+++ Data

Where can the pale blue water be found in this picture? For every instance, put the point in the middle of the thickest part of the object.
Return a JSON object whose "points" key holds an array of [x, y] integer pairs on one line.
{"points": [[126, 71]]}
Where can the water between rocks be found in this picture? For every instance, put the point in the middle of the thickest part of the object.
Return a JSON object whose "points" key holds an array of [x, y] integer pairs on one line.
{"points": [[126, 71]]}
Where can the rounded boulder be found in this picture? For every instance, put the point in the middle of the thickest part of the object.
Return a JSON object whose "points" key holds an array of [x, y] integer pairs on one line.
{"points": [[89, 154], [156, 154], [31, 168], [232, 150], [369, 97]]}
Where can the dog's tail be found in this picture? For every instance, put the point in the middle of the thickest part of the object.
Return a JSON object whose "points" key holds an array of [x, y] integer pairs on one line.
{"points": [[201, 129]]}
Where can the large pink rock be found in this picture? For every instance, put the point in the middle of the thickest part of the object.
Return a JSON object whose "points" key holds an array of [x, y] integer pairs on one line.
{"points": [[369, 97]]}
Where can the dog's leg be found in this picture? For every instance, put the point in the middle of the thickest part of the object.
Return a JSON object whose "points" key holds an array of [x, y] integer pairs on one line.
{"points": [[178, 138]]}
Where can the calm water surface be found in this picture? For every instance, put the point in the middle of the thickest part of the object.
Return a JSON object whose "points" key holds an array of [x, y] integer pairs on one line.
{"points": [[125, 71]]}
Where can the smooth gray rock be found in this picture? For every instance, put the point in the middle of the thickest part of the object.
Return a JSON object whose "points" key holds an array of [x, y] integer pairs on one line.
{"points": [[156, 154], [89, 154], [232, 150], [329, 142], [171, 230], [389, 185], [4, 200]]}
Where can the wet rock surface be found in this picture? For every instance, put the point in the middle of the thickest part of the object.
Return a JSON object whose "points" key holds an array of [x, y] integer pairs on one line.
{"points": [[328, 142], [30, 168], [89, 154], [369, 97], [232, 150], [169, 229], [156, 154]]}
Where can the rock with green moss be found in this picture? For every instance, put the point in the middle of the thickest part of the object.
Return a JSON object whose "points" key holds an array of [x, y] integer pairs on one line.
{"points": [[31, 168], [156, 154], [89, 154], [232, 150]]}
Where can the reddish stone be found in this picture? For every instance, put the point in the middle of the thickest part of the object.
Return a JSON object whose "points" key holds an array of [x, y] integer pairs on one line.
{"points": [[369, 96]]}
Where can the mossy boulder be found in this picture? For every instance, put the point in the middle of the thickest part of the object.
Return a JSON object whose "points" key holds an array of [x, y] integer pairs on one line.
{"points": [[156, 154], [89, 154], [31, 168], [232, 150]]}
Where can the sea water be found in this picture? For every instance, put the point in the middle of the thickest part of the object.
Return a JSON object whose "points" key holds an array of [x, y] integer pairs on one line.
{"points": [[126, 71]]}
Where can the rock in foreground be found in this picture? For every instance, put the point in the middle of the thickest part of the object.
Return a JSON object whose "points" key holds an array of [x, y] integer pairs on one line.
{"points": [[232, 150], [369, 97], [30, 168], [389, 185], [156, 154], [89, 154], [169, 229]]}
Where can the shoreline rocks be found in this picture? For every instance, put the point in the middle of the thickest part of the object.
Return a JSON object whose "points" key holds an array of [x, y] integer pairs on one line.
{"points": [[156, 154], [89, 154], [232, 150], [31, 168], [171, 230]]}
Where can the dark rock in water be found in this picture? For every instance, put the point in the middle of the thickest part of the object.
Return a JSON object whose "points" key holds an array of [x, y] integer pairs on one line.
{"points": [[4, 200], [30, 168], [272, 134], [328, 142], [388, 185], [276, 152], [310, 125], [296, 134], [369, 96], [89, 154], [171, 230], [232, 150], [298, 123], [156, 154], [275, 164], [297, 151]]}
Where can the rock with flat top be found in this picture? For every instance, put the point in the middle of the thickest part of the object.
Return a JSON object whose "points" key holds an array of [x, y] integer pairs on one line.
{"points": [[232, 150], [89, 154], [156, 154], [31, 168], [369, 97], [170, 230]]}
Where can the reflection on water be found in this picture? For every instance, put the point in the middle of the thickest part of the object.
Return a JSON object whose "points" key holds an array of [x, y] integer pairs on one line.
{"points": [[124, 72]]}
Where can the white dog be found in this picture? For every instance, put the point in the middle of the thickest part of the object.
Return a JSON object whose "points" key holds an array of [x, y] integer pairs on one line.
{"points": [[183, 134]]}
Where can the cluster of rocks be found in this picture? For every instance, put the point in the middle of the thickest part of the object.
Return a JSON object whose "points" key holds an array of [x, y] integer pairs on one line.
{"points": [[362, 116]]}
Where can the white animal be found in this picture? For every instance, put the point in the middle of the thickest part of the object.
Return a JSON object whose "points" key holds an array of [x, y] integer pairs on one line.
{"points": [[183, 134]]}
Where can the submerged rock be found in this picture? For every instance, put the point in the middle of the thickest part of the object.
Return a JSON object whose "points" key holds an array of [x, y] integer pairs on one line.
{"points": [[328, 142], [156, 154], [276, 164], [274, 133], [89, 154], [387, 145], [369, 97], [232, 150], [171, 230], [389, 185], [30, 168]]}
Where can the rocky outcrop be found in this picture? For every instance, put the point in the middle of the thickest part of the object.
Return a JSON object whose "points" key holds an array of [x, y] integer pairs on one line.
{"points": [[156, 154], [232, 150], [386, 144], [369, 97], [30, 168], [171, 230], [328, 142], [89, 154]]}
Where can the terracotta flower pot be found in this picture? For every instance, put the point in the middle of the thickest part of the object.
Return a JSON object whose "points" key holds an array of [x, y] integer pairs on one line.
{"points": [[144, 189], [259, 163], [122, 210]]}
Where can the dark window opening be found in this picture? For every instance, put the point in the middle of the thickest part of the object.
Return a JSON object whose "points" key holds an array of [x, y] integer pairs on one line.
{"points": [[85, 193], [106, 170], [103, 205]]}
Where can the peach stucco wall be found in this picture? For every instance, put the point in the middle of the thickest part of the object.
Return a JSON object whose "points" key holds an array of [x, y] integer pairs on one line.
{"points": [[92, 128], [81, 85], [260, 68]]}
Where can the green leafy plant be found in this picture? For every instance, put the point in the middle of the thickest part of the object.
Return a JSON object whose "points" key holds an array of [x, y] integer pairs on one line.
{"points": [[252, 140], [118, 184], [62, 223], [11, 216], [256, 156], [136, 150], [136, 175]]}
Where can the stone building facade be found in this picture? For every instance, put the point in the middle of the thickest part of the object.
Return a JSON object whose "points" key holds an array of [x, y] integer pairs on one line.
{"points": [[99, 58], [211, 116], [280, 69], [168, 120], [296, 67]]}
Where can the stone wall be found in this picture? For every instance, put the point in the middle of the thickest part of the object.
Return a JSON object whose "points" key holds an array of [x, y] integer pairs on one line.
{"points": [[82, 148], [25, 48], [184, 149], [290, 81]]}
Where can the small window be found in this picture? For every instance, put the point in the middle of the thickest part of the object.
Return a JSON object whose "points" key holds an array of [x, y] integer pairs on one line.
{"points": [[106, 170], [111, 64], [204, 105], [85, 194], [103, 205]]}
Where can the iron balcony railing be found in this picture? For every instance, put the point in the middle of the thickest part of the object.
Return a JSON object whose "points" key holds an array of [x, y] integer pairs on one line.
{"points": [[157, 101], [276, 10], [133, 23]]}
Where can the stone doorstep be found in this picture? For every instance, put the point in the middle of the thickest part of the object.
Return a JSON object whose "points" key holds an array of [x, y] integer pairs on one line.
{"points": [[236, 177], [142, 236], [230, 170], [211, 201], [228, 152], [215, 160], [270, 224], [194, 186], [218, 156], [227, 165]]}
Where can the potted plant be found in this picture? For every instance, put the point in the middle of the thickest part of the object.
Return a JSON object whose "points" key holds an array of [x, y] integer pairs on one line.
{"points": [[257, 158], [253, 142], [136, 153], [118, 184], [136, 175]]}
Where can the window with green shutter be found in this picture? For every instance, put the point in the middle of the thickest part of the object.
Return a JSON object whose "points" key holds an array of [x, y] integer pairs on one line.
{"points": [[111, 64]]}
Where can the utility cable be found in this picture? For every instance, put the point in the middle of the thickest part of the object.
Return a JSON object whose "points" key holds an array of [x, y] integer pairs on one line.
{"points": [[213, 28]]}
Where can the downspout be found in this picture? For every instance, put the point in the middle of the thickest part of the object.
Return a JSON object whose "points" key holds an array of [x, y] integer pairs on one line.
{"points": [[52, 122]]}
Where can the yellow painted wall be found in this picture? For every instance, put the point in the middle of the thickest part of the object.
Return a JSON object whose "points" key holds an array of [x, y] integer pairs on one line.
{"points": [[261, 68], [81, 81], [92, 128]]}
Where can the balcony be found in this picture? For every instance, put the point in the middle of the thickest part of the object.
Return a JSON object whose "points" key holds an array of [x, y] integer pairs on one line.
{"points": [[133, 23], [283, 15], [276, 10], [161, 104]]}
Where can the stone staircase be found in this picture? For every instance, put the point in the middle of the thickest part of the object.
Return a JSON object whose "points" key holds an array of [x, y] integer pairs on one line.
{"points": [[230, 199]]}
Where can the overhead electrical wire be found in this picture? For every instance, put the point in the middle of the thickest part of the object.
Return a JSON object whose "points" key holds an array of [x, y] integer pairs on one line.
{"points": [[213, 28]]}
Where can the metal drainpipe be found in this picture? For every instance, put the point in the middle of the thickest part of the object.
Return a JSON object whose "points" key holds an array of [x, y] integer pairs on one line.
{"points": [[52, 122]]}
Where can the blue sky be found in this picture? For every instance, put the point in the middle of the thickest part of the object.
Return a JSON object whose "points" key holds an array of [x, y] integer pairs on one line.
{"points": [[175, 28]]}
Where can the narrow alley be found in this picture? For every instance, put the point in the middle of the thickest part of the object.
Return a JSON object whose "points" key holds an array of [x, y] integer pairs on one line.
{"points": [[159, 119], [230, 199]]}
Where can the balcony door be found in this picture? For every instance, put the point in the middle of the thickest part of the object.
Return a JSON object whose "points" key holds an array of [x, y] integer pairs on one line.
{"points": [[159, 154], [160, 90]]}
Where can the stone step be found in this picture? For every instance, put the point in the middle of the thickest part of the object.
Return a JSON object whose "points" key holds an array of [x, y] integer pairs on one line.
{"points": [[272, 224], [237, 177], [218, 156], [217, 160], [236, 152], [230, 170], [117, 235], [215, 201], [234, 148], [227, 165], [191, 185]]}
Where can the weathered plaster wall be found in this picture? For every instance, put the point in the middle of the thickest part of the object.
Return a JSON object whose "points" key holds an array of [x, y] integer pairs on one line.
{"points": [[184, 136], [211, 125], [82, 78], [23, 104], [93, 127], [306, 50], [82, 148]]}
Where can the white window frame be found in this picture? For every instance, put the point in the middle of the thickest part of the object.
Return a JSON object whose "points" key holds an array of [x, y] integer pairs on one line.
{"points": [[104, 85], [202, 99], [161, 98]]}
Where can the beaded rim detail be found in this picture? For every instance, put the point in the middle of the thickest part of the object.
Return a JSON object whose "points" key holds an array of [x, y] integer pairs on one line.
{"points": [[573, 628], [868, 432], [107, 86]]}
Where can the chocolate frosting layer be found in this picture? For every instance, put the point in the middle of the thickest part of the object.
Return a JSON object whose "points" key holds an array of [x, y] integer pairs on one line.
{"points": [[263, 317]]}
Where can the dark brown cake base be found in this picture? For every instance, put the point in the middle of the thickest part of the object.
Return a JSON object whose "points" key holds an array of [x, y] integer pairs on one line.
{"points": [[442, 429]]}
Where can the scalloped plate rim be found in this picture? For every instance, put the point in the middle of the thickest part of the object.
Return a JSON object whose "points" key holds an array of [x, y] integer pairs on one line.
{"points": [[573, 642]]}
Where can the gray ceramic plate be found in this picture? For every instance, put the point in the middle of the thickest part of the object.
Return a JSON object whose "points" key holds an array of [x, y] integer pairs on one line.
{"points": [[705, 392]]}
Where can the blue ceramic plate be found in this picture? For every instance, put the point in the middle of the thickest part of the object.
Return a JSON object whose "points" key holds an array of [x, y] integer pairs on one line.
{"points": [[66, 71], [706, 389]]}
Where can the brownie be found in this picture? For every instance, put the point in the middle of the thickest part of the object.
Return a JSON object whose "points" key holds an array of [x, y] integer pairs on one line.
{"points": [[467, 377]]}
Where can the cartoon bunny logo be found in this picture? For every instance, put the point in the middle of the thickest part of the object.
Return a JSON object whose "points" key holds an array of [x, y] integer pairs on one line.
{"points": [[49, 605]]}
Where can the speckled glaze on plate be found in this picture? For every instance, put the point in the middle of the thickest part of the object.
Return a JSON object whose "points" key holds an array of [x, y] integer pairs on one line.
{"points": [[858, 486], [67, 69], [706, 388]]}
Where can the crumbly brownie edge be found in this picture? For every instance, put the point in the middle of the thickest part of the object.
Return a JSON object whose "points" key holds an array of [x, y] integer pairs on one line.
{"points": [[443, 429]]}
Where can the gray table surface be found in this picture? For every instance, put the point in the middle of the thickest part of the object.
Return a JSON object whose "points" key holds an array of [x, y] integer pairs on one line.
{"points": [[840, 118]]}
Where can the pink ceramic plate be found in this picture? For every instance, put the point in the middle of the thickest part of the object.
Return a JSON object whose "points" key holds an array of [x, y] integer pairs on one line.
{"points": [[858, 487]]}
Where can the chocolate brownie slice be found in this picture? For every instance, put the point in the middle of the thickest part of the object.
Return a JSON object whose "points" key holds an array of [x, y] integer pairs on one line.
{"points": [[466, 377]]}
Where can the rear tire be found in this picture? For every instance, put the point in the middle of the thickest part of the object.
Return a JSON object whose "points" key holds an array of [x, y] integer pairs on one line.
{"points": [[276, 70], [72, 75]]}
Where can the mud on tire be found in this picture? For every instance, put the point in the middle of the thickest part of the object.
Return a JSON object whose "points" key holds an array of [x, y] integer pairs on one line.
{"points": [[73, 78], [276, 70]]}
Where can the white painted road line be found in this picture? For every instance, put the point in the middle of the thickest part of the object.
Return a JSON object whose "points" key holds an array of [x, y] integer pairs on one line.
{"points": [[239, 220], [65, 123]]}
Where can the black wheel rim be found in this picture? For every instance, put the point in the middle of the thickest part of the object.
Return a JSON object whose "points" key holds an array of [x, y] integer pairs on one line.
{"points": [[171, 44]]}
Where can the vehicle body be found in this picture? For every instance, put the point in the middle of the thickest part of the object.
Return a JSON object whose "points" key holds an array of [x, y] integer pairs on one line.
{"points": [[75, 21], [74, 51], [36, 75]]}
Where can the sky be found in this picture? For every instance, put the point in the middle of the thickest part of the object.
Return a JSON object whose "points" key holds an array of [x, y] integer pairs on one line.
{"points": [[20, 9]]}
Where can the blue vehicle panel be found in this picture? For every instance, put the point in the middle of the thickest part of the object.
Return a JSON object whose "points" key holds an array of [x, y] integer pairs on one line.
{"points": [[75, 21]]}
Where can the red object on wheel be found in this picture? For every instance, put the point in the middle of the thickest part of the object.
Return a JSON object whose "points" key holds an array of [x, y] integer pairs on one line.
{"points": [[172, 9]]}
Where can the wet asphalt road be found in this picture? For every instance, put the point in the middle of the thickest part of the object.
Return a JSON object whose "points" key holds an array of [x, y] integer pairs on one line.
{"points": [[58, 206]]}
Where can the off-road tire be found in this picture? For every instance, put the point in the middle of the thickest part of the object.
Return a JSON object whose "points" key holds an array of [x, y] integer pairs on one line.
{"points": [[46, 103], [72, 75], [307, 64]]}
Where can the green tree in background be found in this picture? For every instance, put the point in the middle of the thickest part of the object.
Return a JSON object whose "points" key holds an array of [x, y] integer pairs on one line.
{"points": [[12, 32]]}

++++++

§ **Your objective**:
Please give the number of lines in the data above that hold "wheel", and write nothing else.

§ **Reply**:
2